— Text excerpt —

---

Please find this week’s edition of Weekly Digest attached.
Last week saw a slight correction for the technology sector, with the technology-heavy NASDAQ index falling 3.3% over the course of the week, as it became known that the sector’s recent rise had been at least partly fuelled by heavy options buying by one player – the Japanese technology VC conglomerate Softbank. The risk-off turn of mood saw the VIX volatility index spike, rising above 30 for the first time since June. On a more positive note, last week’s employment report from the US saw non-farm payroll employment rising by 1.37 million in August, slightly better than consensus expectations. It is worth remembering that talks on extending fiscal support in the US remain deadlocked and Mitch McConnell, the Republican majority leader of the Senate, was clearly encouraged by these numbers and commented that they could not guarantee more stimulus.
The coronavirus continues its spread in Europe as “un-lockdowns” resulting in pulses of increased incidence (including the UK). Whilst a human tragedy, for investment markets, the mortality rates remain comparatively low and evidence suggests that modestly increased restrictions are effective. India is seeing a rapid rise in cases and has now become the second most infected country in the world after reporting over 90,000 infections in the last 24 hours. The global seven-day average number of infections has reached a record high, but recoveries are growing faster than new cases and deaths.
Brexit is returning to the headlines this week as the latest round of negotiations takes place. Reports suggest that the UK is seeking to roll back some of the terms in the withdrawal agreement, including on matters such as Northern Ireland. In terms of economic data this week, Tuesday sees the final Q2 GDP data for the Euro Area, followed by a meeting of the European Central Bank on Thursday. Friday sees the release of both European and US inflation data, along with UK GDP for July.

---

— Tasks to carry out —
1. For each statement about the weekly digest, say whether it agrees with the text, answering yes or no and quoting the exact words that decide it. (a) The NASDAQ index fell 3.3% over the week. (b) The VIX volatility index rose above 30 for the first time since March. (c) India has become the most infected country in the world.
2. Reproduce word for word the part of the weekly digest that opens with the words containing "The coronavirus continues" and closes with "cases and deaths.".

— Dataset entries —
---

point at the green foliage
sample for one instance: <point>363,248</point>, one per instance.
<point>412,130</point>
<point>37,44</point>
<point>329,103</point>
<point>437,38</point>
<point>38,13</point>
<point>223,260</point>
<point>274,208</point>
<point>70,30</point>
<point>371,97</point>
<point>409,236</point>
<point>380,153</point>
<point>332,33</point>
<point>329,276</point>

---

— Task-by-task solutions —
1.
(a) Yes: "the technology-heavy NASDAQ index falling 3.3% over the course of the week"
(b) No: "rising above 30 for the first time since June"
(c) No: "has now become the second most infected country in the world"

2.
The coronavirus continues its spread in Europe as “un-lockdowns” resulting in pulses of increased incidence (including the UK). Whilst a human tragedy, for investment markets, the mortality rates remain comparatively low and evidence suggests that modestly increased restrictions are effective. India is seeing a rapid rise in cases and has now become the second most infected country in the world after reporting over 90,000 infections in the last 24 hours. The global seven-day average number of infections has reached a record high, but recoveries are growing faster than new cases and deaths.